## CONSIGNES
1 > Répondez à ces questions à partir de l'article sur la rentabilité de l'esport :
(a) Combien d'équipes Fnatic possède-t-elle, et sur combien de jeux ?
(b) Combien de bars compte la franchise Meltdown, et dans quelles régions ?
(c) Quelle salle la holding ESForce a-t-elle créée ?
2 > Prolongez l'article sur la rentabilité de l'esport à partir de son dernier intertitre.

### EXTRAIT DE TEXTE

Seconde conférence du DOJO Esport, animée par Jonas Ferry, responsable marketing chez Scuf Gaming, “Nous avons trouvé le R.O.I.” portait sur le nerf de la guerre : Le retour sur investissement. Pour en parler, Jonas était entouré de Sophia Metz, cofondatrice et présidente de la franchise Meltdown Esports Bar, ainsi que d’Andrey Cherednychenko et Benoît Pagotto, respectivement responsables marketing chez Natus Vincere et Fnatic, deux des plus grands clubs esports au monde.
Se diversifier
La question qui se cache derrière cette conférence est donc “est ce que l’esport est rentable ?” Andrey évoque le fait que Na’Vi n’a fait des bénéfices qu’une seule année (“2015 ou 2016”) à hauteur de 50.000$. “L’esport est un secteur grandissant qui rapporte de l’argent, souligne-t-il. Mais d’un autre côté, les dépenses grandissent plus vite”.
Benoît Pagotto de Fnatic le rejoint sur ce point : “Nous agissons comme une start-up : l’argent que nous gagnons, nous le réinvestissons immédiatement. Dès que nous gagnons un dollar, nous en dépensons deux”.
Fnatic possède à l’heure actuelle neuf équipes sur huit jeux, tandis que Na’Vi est à quatre équipes sur quatre jeux. Toutes deux sont engagées sur CS:GO, sans doute l’un des jeux qui coûte le plus cher aux clubs, mais qui en rapporte également le plus.
Mais dans l’esport, les équipes ne sont pas les seuls acteurs. Agences, joueurs, ligues, barcrafts… Sophia Metz contrebalance : “C’est plus facile de faire des profits parce que nous vendons de la bière, plaisante-t-elle, et donc quand nous gagnons 2€ nous en réinvestissons 1.”
Aujourd’hui, la franchise Meltdown, c’est 31 bars en Europe et au Canada qui organisent de nombreux événements jeux vidéo. La marque est représentée par plusieurs joueurs, comme Stephano, la légende de Starcraft 2 .
“Le Meltdown se concentre sur deux choses, ajoute Sophia : proposer des services aux fans, qui sont les fondements de l’esport, et leur amener la pratique dans le monde réel, avec des lieux pour qu’ils se rencontrent.”
Où trouver le R.O.I. ?
Mais alors où se trouve le meilleur R.O.I. ? Du côté des équipes et des joueurs pros, ou bien du côté des services aux fans ? Pour Benoît Pagotto, “il est important de se diversifier”. Actuellement, le sponsoring reste la première source de revenus pour beaucoup d’équipes. Fnatic est aujourd’hui l’une des plus connues car en plus de ses équipes, elle possède sa propre gamme de matériel et se décline aussi comme une marque “lifestyle”.
Du côté de Na’Vi, c’est par le biais de la holding ESForce, propriétaire du club, que la structure tente de se diversifier. L’entreprise, qui a aussi des parts dans SK Gaming et Virtus.pro, a créé la Yota Arena, une salle dédiée aux compétitions.
Mesurer et cibler le R.O.I.

######
### DONNÉES FOURNIES

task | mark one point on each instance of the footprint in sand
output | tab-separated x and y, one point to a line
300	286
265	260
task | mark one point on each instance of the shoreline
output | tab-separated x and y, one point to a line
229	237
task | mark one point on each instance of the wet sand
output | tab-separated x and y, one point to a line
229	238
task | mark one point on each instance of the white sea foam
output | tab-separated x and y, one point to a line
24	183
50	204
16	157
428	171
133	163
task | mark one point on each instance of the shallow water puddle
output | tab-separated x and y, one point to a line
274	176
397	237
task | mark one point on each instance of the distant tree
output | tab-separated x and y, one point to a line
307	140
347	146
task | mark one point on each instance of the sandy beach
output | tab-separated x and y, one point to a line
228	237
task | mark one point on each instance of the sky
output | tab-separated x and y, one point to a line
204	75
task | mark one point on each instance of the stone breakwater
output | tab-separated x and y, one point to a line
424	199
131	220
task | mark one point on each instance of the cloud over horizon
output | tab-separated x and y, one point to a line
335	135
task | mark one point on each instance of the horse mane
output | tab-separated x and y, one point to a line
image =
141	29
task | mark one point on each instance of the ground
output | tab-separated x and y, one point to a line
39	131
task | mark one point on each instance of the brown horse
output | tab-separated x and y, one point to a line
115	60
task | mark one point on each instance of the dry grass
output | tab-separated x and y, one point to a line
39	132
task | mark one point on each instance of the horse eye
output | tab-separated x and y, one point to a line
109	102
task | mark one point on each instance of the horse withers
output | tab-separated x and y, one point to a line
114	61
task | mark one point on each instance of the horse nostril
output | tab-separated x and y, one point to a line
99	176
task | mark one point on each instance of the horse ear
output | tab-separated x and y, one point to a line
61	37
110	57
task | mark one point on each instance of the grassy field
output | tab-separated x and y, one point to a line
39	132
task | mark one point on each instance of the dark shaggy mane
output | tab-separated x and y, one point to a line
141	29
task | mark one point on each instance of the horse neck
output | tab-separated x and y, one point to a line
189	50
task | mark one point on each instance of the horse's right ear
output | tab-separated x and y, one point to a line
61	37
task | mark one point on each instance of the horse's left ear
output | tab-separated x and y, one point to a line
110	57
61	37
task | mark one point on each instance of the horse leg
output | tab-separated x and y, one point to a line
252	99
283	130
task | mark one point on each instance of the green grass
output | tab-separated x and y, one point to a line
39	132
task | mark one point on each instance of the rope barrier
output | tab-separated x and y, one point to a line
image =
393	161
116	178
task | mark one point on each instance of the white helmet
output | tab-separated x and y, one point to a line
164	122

######

## RÉPONSES
1 >
(a) Neuf équipes sur huit jeux.
(b) 31 bars, en Europe et au Canada.
(c) La Yota Arena, une salle dédiée aux compétitions.

2 >
Quelque soit le retour sur investissement, il faut avant tout être capable de le mesurer. Andrey évoque alors “l’Average Revenue Per User”, ou “ARPU”. Cette donnée désigne le chiffre d’affaires moyen réalisé par une entreprise avec un seul client. “L’ARPU de l’esport était autour de 2$ il y a quelques années. Aujourd’hui il est à 3$, et il sera bientôt de 5$. Par comparaison, l’ARPU du football est autour des 9$.”
Mais pour des mesures plus précises voire au cas par cas pour les marques, il reste encore à faire, bien que des agences venues du marketing et du sport soient déjà présentes sur le secteur. Par exemple, Na’Vi travaille avec Blinkfire Analytics, tandis que Fnatic s’est tournée vers plusieurs agences comme NewZoo, Sidekick ou Nielsen.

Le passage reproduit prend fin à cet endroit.